Copy out all of the rows below, changing every "hole_handling" to "hole_rule" and keeping everything else identical.

[Items listed in a dataset]
+ + + + + + +
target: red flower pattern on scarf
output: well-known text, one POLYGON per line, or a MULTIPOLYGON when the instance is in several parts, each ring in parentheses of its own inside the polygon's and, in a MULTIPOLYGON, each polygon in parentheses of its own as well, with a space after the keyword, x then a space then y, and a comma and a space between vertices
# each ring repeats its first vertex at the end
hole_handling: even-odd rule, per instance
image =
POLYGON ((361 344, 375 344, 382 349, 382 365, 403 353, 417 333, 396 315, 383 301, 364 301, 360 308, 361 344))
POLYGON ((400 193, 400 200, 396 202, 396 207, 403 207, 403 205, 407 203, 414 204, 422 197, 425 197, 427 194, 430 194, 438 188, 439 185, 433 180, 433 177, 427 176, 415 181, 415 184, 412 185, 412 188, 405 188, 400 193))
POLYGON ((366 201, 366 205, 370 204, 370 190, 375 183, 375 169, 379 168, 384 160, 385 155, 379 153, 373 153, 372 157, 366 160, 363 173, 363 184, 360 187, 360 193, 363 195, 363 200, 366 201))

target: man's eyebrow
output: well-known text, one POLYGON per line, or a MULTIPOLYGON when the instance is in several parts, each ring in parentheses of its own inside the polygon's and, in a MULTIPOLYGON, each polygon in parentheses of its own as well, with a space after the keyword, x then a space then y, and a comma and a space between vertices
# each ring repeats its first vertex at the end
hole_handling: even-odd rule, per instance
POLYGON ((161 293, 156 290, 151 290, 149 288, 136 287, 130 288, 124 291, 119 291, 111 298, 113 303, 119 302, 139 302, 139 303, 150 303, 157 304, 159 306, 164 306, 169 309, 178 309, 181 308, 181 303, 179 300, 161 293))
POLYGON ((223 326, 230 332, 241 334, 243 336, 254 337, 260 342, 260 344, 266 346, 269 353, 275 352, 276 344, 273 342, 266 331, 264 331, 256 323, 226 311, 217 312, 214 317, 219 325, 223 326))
+ + + + + + +
→ **RESULT OF THIS EXERCISE**:
target: red flower pattern on scarf
output: well-known text, one POLYGON per line, or a MULTIPOLYGON when the instance is in several parts, each ring in parentheses of its own inside the polygon's and, in a MULTIPOLYGON, each polygon in parentheses of its own as well, with a space after the keyword, x then a space then y, and a comma and a space between vertices
# each ring repeats its first vertex at the end
hole_rule: even-odd rule, per instance
image =
POLYGON ((361 344, 375 344, 382 349, 382 365, 403 353, 417 333, 396 315, 383 301, 364 301, 360 308, 361 344))
POLYGON ((400 193, 400 200, 396 202, 396 207, 403 207, 403 205, 407 203, 414 204, 422 197, 425 197, 427 194, 430 194, 438 188, 439 185, 433 180, 433 177, 427 176, 415 181, 415 184, 412 185, 412 188, 405 188, 400 193))
POLYGON ((366 201, 366 205, 370 204, 370 190, 375 183, 375 169, 379 168, 384 160, 385 155, 379 153, 373 153, 372 157, 366 160, 363 173, 363 184, 360 187, 360 193, 363 195, 363 200, 366 201))

target: man's eyebrow
output: well-known text, one POLYGON per line, or a MULTIPOLYGON when the instance is in several parts, each ring in parentheses of its own inside the polygon's and, in a MULTIPOLYGON, each polygon in parentheses of its own as well, with a space after the keyword, x then a space then y, and a comma and a space between vertices
# each ring repeats its first vertex at the end
hole_rule: even-odd rule, per instance
POLYGON ((161 293, 156 290, 151 290, 149 288, 136 287, 130 288, 124 291, 119 291, 111 298, 113 303, 119 302, 139 302, 139 303, 150 303, 157 304, 159 306, 164 306, 169 309, 178 309, 181 308, 181 303, 179 300, 161 293))
POLYGON ((223 326, 230 332, 241 334, 243 336, 254 337, 260 342, 260 344, 266 346, 269 353, 275 352, 276 344, 273 342, 266 331, 264 331, 256 323, 226 311, 217 312, 214 317, 219 325, 223 326))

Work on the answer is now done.